|

|

|

2009-2010 Concert Season
Saturday - October 3rd, 2009 - 8:00pm
Saturday - December 12th, 2009 - 4:00pm
Saturday - February 13th, 2010 - 8:00pm
Saturday - May 8th, 2010 - 8:00pm
Concerts begin at 8:00 p.m. at Reuther Auditorium,
unless otherwise noted.
October 3, 2009 Viva L’Italia!”
Franco Pomponi, baritone and Christine Arand, soprano
This concert featured world-renowned opera stars, baritone Franco Pomponi, and his wife Christine Arand, soprano. Franco made his Carnegie Hall debut in 2008 as the baritone soloist in Mahler’s 8th Symphony. Christine was given a Fellowship to the Juilliard Opera Center, which started her career. Together they performed favorite opera arias and duets of Italian composers such as Rossini, Puccini and Verdi, as well as popular Italian love songs. The orchestra also performed Respighi’s magnificent Pines of Rome. The entire evening thrilled the largest ever audience to the Kenosha Symphony.
Picture taken by Mikasi Photography. |
December 12, 2009 “Holiday Spectacular”
Gregory Berg, storyteller, Rita Gentile, soprano
Visit from Santa Claus
This 4 p.m. matinee concert will be a family holiday celebration featuring festive seasonal favorites, such as Tchaikovsky’s March from The Nutcracker, Hans Frederic Hepler’s Christmas is for Children, and Clydesdale’s arrangement of Have Yourself a Merry Little Christmas. Rutter Brother Henrich’s Christmas: A Musical Fable, will be performed by the orchestra, with Gregory Berg, as storyteller. Rita Gentile, soprano, will also sing some holiday favorites.

* _SOURCE DATA_
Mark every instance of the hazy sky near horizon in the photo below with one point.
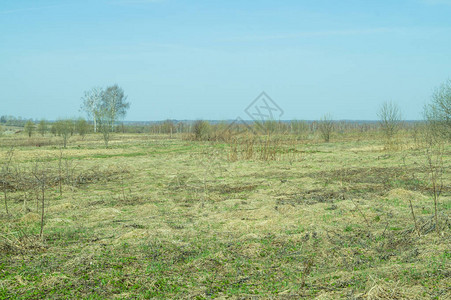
(210, 59)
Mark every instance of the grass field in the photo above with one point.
(154, 217)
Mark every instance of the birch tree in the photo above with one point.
(92, 104)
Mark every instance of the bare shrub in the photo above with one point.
(201, 130)
(390, 121)
(438, 112)
(325, 127)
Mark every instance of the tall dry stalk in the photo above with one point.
(6, 170)
(41, 179)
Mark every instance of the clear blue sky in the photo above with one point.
(210, 59)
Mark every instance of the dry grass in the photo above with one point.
(167, 218)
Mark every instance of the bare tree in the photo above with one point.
(113, 107)
(64, 128)
(438, 112)
(42, 127)
(92, 101)
(325, 127)
(82, 127)
(390, 120)
(29, 128)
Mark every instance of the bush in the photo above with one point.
(201, 130)
(438, 112)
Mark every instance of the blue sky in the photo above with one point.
(210, 59)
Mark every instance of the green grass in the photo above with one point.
(284, 228)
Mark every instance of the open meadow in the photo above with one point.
(160, 217)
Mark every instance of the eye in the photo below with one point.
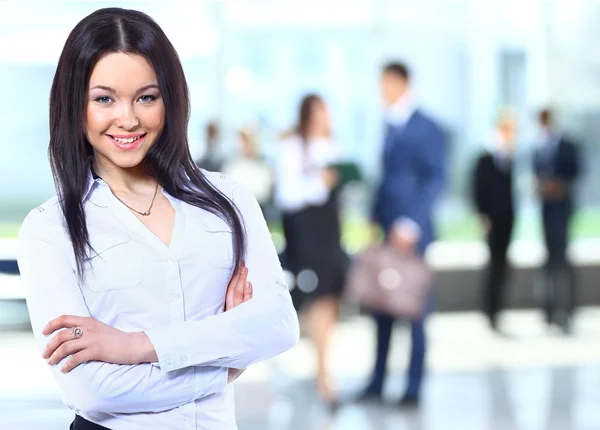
(147, 98)
(103, 99)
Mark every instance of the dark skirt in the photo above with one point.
(313, 245)
(83, 424)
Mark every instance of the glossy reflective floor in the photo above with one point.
(530, 378)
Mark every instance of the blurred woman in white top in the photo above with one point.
(151, 284)
(306, 194)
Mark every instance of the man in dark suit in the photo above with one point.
(493, 197)
(413, 178)
(556, 166)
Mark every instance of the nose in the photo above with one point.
(127, 118)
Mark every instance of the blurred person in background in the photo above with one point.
(212, 159)
(150, 283)
(305, 195)
(556, 166)
(251, 168)
(494, 201)
(413, 162)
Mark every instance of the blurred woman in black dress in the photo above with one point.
(306, 194)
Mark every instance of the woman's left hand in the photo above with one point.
(87, 339)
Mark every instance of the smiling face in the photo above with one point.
(125, 113)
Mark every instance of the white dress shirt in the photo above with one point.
(175, 294)
(299, 181)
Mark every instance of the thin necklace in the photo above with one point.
(145, 213)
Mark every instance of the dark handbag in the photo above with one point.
(386, 281)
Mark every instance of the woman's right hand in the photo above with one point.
(239, 291)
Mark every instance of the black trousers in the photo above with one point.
(559, 277)
(83, 424)
(495, 276)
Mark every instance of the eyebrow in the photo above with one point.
(112, 90)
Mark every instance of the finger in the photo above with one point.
(68, 348)
(63, 321)
(229, 295)
(60, 338)
(239, 290)
(76, 359)
(248, 291)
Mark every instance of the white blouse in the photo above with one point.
(174, 294)
(299, 182)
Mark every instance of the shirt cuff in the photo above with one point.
(209, 380)
(408, 229)
(165, 341)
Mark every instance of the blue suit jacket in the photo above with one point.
(413, 175)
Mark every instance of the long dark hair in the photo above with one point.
(305, 112)
(169, 160)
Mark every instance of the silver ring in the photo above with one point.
(77, 332)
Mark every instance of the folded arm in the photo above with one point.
(52, 290)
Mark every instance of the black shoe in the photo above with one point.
(409, 401)
(369, 396)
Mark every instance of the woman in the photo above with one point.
(305, 193)
(127, 270)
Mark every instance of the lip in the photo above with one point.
(127, 146)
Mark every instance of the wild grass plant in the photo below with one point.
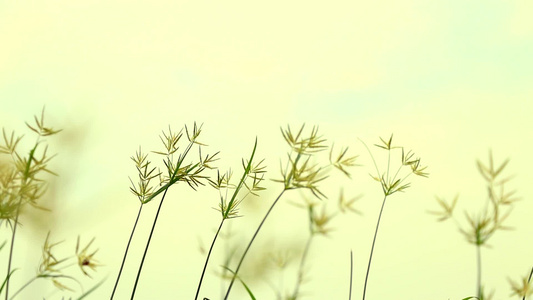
(304, 171)
(482, 225)
(22, 185)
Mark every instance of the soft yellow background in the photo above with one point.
(451, 80)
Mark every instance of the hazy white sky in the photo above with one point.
(451, 80)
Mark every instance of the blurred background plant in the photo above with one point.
(482, 225)
(22, 185)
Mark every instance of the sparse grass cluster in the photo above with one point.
(308, 165)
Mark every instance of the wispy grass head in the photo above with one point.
(175, 168)
(396, 181)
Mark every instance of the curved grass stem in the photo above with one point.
(250, 244)
(126, 251)
(478, 252)
(301, 267)
(147, 245)
(207, 259)
(372, 249)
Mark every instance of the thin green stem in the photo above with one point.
(10, 259)
(126, 252)
(301, 267)
(478, 252)
(351, 275)
(23, 287)
(207, 258)
(528, 280)
(147, 245)
(373, 244)
(250, 244)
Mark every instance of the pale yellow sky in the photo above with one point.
(450, 79)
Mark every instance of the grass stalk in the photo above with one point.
(301, 267)
(478, 254)
(351, 275)
(250, 244)
(207, 258)
(10, 259)
(147, 245)
(372, 249)
(23, 287)
(126, 251)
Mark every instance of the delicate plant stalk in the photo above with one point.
(229, 210)
(126, 251)
(478, 248)
(301, 267)
(147, 245)
(373, 244)
(207, 259)
(24, 180)
(24, 286)
(250, 243)
(351, 275)
(528, 281)
(11, 247)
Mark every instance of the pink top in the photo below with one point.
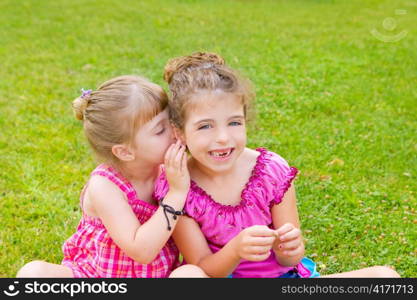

* _YOUR TASKS_
1. Retype the part of the concert season page starting with "Picture taken by" and going on through "some holiday favorites.".
2. Repeat the records starting with the line with "Mark every instance of the wispy" and going on through the end of the records, leaving out the pictures.
The concert season page and the records have nothing to do with each other.

* _COMPLETED EXERCISE_
1.
Picture taken by Mikasi Photography. |
December 12, 2009 “Holiday Spectacular”
Gregory Berg, storyteller, Rita Gentile, soprano
Visit from Santa Claus
This 4 p.m. matinee concert will be a family holiday celebration featuring festive seasonal favorites, such as Tchaikovsky’s March from The Nutcracker, Hans Frederic Hepler’s Christmas is for Children, and Clydesdale’s arrangement of Have Yourself a Merry Little Christmas. Rutter Brother Henrich’s Christmas: A Musical Fable, will be performed by the orchestra, with Gregory Berg, as storyteller. Rita Gentile, soprano, will also sing some holiday favorites.

2.
Mark every instance of the wispy grass head in the photo above with one point.
(175, 168)
(396, 181)
Mark every instance of the curved grass stem in the photo above with one point.
(250, 244)
(126, 251)
(478, 252)
(301, 267)
(147, 245)
(207, 259)
(372, 249)
Mark every instance of the thin green stem in the photo above with one point.
(10, 259)
(126, 252)
(301, 267)
(478, 252)
(351, 275)
(23, 287)
(207, 258)
(528, 280)
(147, 245)
(373, 244)
(250, 244)
Mark every instance of the pale yellow sky in the photo above with one point.
(450, 79)
Mark every instance of the grass stalk in the photo above with one point.
(301, 267)
(478, 254)
(351, 275)
(250, 244)
(207, 258)
(10, 259)
(147, 245)
(372, 249)
(23, 287)
(126, 251)
Mark every instance of the delicate plant stalk in the photo above with one point.
(229, 210)
(126, 251)
(478, 248)
(301, 267)
(147, 245)
(373, 244)
(207, 259)
(24, 180)
(24, 286)
(250, 243)
(351, 275)
(528, 281)
(11, 247)
Mark every instance of the pink top in the photo below with one point.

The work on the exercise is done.